§ DATA FOR PROCESSING

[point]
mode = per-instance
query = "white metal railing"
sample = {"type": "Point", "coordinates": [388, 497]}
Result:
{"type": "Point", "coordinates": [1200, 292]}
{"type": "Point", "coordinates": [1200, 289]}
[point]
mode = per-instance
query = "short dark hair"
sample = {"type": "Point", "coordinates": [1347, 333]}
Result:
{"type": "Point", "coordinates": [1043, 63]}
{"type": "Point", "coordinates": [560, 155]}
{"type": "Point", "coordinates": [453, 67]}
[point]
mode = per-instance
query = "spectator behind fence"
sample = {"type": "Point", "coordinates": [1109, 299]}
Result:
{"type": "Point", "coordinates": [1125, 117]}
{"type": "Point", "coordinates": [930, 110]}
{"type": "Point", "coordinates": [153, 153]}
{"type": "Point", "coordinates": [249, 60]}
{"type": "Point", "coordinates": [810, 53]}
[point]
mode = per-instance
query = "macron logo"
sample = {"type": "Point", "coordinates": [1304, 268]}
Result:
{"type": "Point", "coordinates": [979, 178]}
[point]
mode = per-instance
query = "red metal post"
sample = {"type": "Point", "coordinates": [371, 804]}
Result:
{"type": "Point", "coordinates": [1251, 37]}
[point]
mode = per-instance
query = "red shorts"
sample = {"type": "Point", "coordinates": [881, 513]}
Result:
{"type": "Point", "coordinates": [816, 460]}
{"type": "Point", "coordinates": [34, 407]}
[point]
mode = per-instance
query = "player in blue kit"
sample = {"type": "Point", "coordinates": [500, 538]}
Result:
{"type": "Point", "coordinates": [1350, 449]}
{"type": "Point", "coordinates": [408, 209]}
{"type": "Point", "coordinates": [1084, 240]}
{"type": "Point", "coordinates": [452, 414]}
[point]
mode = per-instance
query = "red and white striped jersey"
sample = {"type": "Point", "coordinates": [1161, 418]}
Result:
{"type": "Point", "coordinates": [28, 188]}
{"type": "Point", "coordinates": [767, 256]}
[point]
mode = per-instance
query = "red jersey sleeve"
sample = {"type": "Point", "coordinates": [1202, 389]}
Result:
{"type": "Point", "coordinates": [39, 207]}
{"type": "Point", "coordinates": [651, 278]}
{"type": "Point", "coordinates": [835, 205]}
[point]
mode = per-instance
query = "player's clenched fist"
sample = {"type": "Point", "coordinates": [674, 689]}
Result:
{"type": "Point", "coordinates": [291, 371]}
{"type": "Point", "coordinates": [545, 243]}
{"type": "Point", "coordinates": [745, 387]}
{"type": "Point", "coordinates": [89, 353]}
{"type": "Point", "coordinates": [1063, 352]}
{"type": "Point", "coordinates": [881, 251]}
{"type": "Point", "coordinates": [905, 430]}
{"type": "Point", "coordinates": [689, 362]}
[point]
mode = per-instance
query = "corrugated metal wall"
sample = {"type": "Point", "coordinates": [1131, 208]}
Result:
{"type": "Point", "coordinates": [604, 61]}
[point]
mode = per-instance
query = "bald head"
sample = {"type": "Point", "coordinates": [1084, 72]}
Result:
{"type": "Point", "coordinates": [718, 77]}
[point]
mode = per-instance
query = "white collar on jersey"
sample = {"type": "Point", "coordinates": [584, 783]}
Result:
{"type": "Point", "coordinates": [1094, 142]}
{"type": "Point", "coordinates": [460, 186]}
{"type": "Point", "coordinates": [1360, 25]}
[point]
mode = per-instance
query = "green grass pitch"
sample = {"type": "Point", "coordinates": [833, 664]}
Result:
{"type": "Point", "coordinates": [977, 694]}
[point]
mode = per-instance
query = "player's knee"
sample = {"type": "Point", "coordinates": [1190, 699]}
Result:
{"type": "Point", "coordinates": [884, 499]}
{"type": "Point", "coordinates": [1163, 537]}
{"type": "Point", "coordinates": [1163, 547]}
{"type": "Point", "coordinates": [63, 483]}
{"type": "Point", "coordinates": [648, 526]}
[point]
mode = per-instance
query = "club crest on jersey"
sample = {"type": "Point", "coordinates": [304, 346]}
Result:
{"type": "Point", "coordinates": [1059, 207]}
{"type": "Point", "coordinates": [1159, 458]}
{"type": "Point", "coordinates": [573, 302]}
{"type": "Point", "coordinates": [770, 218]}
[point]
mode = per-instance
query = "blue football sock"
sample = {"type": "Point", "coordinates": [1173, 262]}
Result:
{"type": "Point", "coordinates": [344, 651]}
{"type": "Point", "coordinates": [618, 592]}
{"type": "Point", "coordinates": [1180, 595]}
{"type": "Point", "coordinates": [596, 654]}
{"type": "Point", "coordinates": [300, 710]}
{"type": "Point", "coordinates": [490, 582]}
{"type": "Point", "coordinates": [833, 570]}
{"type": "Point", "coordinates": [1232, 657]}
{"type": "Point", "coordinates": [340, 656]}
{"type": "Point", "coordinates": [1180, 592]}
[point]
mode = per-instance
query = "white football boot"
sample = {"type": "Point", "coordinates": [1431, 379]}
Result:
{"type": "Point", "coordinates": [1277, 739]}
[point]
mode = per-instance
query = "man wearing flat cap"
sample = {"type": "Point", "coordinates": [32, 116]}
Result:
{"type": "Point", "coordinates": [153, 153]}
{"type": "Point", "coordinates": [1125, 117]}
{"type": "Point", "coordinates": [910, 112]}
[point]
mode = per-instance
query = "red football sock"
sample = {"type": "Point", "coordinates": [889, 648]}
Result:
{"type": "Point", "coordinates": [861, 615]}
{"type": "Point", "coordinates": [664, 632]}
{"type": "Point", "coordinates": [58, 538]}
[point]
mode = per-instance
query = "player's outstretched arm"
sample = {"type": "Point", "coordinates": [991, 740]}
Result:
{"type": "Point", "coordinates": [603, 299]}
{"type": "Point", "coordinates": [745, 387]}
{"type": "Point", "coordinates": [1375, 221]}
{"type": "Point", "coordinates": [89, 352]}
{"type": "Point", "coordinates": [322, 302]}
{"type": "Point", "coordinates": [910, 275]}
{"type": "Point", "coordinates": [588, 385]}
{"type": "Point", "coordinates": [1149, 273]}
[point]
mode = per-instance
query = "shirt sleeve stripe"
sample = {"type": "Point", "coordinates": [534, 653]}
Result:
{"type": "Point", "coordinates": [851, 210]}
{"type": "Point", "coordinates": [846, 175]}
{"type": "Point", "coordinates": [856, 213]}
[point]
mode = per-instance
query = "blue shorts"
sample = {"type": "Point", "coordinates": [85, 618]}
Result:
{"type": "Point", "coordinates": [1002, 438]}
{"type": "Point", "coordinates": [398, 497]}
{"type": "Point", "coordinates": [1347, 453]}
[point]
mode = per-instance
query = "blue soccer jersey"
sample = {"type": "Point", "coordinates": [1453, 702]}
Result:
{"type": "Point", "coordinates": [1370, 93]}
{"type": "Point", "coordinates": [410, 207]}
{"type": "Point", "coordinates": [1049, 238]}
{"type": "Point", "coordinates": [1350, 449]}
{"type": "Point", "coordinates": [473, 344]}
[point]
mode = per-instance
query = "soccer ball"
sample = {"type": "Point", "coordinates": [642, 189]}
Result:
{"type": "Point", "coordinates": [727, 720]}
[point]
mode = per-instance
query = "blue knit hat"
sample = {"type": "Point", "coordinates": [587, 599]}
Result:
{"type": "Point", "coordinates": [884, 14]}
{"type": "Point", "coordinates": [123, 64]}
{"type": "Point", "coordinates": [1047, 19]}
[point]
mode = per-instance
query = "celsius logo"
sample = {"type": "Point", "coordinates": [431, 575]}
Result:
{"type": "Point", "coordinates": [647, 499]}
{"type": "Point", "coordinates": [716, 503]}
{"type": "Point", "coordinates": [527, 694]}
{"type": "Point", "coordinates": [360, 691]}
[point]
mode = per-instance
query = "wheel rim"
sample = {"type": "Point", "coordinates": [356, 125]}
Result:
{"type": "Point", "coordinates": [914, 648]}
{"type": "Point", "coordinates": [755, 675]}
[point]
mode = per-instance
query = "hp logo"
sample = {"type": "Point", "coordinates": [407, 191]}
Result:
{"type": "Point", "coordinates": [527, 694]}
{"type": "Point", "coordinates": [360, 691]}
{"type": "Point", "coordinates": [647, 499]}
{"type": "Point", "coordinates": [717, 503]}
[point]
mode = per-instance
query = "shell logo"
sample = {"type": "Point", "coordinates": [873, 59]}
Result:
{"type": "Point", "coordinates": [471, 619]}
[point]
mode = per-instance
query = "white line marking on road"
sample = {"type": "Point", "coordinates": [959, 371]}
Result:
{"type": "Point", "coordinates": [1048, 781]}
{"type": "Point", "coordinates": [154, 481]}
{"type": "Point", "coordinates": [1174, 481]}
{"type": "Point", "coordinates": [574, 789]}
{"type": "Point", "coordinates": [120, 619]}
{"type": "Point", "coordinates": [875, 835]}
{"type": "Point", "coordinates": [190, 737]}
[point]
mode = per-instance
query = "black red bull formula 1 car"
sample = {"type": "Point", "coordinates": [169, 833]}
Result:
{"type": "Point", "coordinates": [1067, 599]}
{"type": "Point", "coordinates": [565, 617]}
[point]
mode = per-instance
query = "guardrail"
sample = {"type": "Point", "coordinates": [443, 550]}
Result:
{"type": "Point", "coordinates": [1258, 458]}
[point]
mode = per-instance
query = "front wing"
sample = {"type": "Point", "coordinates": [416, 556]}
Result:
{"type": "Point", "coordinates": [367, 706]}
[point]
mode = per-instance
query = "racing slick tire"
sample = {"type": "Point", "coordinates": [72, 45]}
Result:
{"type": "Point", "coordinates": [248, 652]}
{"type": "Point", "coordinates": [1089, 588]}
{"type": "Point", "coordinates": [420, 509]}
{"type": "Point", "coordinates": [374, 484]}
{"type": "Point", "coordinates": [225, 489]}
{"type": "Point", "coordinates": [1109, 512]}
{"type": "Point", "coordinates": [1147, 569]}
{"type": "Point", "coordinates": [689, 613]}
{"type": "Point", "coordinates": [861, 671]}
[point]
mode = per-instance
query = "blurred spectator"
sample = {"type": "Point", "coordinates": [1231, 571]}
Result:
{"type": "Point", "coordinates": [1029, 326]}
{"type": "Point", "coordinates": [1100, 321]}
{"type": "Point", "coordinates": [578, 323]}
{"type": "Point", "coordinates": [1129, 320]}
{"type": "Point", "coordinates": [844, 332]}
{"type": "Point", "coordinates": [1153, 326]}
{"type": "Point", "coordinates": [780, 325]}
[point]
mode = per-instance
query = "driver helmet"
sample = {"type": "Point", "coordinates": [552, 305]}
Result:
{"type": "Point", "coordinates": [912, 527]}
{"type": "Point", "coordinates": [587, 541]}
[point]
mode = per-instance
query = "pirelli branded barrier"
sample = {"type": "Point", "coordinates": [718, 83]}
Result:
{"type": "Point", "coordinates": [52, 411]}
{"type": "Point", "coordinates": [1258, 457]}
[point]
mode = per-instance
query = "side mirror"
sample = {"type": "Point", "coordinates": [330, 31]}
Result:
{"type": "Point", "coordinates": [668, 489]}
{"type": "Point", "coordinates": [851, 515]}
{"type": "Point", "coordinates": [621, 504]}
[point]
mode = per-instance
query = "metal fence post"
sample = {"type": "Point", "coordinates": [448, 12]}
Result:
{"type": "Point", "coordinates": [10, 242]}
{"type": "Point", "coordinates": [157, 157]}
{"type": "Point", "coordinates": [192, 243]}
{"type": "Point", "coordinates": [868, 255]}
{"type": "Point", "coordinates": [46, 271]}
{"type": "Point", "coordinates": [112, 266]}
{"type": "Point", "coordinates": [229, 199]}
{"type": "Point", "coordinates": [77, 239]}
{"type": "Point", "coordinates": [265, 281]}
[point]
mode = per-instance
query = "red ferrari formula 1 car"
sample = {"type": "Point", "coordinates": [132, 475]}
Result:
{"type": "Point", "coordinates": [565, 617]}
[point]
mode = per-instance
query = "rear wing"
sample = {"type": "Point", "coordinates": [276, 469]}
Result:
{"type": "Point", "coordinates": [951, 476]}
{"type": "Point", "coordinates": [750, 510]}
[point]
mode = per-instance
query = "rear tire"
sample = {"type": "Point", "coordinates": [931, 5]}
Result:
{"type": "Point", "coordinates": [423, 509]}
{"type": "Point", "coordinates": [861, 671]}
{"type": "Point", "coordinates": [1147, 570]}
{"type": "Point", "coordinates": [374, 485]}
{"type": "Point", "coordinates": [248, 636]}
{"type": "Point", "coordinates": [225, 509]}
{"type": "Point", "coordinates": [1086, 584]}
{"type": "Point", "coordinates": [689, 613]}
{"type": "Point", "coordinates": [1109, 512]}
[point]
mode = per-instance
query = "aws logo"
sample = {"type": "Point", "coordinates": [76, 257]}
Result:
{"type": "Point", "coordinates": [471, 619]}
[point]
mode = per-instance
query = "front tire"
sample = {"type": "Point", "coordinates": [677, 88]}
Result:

§ EXERCISE GOAL
Extract every line of the entries above that contains the word "logo", matching case exactly.

§ ANSWER FOR THIS EXERCISE
query = "macron logo"
query = "celsius logo"
query = "hp logo"
query = "shell logo"
query = "aws logo"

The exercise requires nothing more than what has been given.